Sreeram Achutuni

Posted on Jan 5

Building a Real-Time Object Detection System for Edge Devices

#python #machinelearning #ai #programming

Published: January 2025 | Reading Time: 10 minutes

Introduction

Deploying deep learning models on resource-constrained edge devices is one of the most challenging problems in modern machine learning. In this article, I'll walk you through how I designed and deployed a real-time object detection system on an ESP32-CAM microcontroller, a device with only 4MB of memory and limited computational power.

This work was published in an IEEE conference and demonstrates practical techniques for model compression and optimization for embedded systems.

Key Results:

✅ Real-time inference at 15 FPS
✅ 85% mAP (Mean Average Precision)
✅ Model size reduced from 50MB to 3.2MB
✅ 60% faster than MobileNet-SSD baseline

The Challenge: Why Edge ML is Hard

Hardware Constraints

The ESP32-CAM has:

4MB Flash Memory (total storage)
520KB SRAM (working memory)
240MHz Dual-Core CPU (no GPU!)
2MP Camera (OV2640 sensor)

For comparison, a typical object detection model like YOLOv3 is 237MB and requires GPU acceleration. We need to be 75x smaller while maintaining accuracy.

------------

■ **Required task A**: In the edge-device object detection article, how much SRAM does the ESP32-CAM have?
The article and the records were drawn from separate sources.

[Saved data entries]
------------

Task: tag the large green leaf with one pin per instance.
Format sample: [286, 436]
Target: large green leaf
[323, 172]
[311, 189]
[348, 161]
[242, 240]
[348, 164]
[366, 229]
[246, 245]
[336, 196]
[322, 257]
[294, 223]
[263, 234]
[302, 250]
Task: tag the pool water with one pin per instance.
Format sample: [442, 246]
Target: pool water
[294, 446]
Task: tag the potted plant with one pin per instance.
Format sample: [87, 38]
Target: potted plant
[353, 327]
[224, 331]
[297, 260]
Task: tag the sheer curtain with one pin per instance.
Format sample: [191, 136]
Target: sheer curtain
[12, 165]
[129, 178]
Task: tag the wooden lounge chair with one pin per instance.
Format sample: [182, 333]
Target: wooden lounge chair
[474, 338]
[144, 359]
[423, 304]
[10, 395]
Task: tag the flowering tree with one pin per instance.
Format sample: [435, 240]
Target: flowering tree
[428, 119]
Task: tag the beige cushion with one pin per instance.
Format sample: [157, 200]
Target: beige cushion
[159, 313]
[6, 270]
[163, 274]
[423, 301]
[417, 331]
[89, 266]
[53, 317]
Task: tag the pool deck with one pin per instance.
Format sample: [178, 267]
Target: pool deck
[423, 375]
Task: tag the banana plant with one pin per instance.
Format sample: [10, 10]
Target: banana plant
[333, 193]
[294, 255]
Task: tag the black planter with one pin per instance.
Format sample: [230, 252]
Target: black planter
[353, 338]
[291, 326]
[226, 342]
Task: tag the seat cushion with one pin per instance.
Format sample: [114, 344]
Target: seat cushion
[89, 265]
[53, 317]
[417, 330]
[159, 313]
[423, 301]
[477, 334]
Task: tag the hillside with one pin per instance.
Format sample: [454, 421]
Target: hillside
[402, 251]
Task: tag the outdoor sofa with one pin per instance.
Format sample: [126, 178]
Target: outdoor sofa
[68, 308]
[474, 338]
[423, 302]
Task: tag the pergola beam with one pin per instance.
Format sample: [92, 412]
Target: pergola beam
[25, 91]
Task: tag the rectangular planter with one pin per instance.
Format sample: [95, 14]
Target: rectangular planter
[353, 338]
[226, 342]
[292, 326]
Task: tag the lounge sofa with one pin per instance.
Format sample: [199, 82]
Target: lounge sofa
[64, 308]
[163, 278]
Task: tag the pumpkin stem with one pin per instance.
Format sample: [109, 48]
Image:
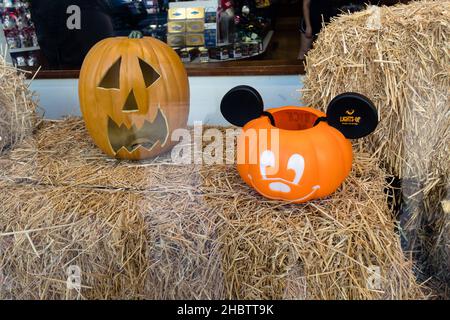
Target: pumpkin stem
[136, 35]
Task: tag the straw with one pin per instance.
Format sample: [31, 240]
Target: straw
[17, 106]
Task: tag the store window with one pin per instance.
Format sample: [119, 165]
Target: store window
[57, 35]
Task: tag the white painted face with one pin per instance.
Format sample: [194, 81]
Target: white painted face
[279, 185]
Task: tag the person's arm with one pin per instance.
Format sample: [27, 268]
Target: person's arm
[307, 17]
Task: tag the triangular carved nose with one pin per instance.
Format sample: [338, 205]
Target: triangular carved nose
[131, 103]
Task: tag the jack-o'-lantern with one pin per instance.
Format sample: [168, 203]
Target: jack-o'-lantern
[134, 92]
[296, 155]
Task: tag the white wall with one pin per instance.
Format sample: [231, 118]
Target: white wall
[59, 98]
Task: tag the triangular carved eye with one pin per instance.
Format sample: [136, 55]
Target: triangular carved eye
[111, 80]
[149, 74]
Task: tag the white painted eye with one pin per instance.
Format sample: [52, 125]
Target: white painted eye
[267, 159]
[297, 163]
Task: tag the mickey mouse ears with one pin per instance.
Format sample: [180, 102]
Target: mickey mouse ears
[353, 114]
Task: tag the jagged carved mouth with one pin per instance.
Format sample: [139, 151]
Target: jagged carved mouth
[133, 138]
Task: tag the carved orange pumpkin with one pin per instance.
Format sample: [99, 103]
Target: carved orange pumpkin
[134, 92]
[307, 162]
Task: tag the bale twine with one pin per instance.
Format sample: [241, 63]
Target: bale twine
[17, 108]
[162, 231]
[398, 57]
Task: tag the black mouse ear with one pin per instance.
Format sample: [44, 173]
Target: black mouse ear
[353, 114]
[241, 105]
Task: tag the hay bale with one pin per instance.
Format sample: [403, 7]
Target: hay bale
[17, 108]
[157, 230]
[398, 56]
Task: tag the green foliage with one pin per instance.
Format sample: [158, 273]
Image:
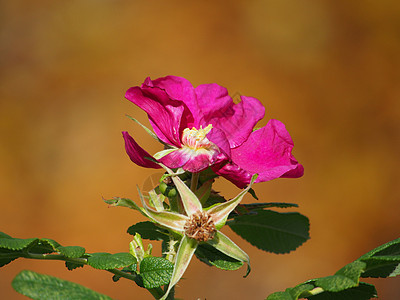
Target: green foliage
[72, 251]
[242, 209]
[363, 291]
[272, 231]
[382, 262]
[148, 230]
[155, 271]
[106, 261]
[74, 256]
[38, 286]
[213, 257]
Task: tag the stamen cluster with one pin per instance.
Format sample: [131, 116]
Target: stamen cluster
[200, 227]
[196, 138]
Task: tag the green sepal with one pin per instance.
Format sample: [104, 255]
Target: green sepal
[189, 200]
[124, 202]
[186, 249]
[149, 230]
[272, 231]
[221, 211]
[151, 133]
[39, 286]
[203, 193]
[171, 220]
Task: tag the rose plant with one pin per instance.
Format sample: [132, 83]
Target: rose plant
[205, 135]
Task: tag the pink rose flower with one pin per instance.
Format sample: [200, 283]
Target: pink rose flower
[202, 127]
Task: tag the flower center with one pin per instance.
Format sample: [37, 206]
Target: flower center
[196, 138]
[200, 227]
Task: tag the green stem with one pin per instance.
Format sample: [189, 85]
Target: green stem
[156, 292]
[194, 181]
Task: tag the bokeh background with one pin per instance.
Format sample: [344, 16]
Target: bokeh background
[328, 69]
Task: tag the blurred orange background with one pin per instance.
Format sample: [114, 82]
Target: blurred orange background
[328, 69]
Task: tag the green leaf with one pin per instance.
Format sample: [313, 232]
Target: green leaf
[4, 236]
[213, 257]
[72, 251]
[292, 293]
[124, 202]
[243, 209]
[272, 231]
[383, 261]
[148, 230]
[130, 270]
[253, 193]
[72, 265]
[44, 246]
[155, 271]
[7, 256]
[16, 244]
[345, 278]
[364, 291]
[105, 261]
[38, 286]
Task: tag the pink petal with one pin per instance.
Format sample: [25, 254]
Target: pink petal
[267, 152]
[179, 89]
[191, 160]
[235, 120]
[164, 114]
[137, 154]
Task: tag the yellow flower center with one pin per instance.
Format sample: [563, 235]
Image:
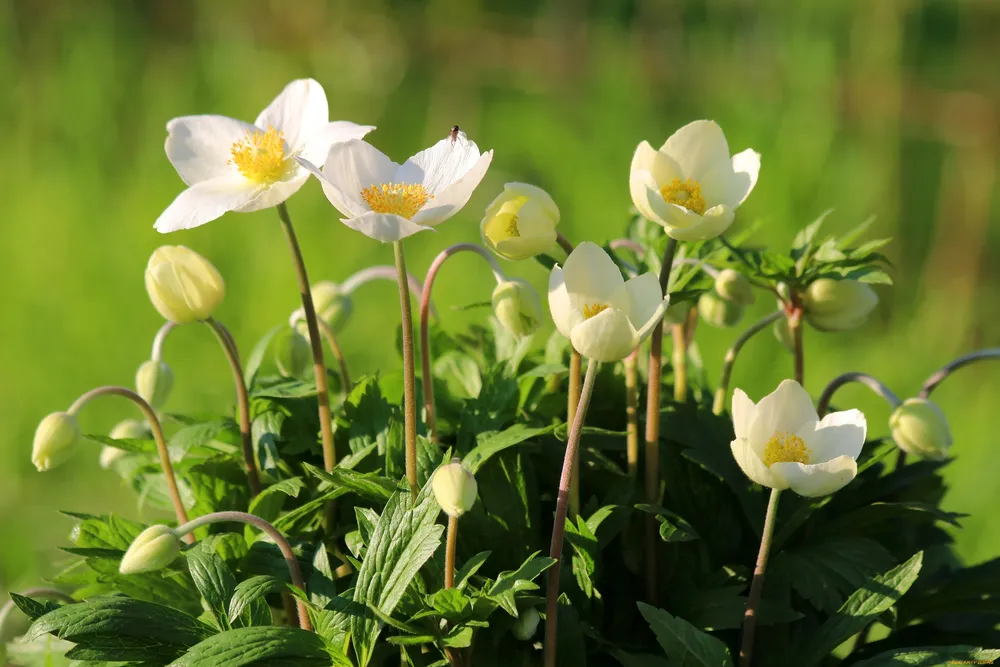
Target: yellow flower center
[260, 156]
[400, 199]
[785, 448]
[684, 193]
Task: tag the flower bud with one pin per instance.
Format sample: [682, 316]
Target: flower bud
[55, 440]
[521, 222]
[153, 382]
[518, 307]
[734, 286]
[719, 312]
[920, 427]
[838, 305]
[454, 488]
[153, 549]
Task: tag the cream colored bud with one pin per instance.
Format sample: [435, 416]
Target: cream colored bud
[183, 285]
[153, 382]
[920, 427]
[838, 305]
[518, 307]
[55, 440]
[454, 488]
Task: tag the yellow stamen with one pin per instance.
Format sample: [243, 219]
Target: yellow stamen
[401, 199]
[260, 156]
[684, 193]
[785, 448]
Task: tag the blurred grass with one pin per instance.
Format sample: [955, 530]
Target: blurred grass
[887, 109]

------------

■ **Required task B**: Identify every line in the records containing the string "hillside", matching case exactly.

■ **Worked solution A**: 520KB of SRAM

■ **Worked solution B**:
Task: tag the hillside with one pin per instance.
Target: hillside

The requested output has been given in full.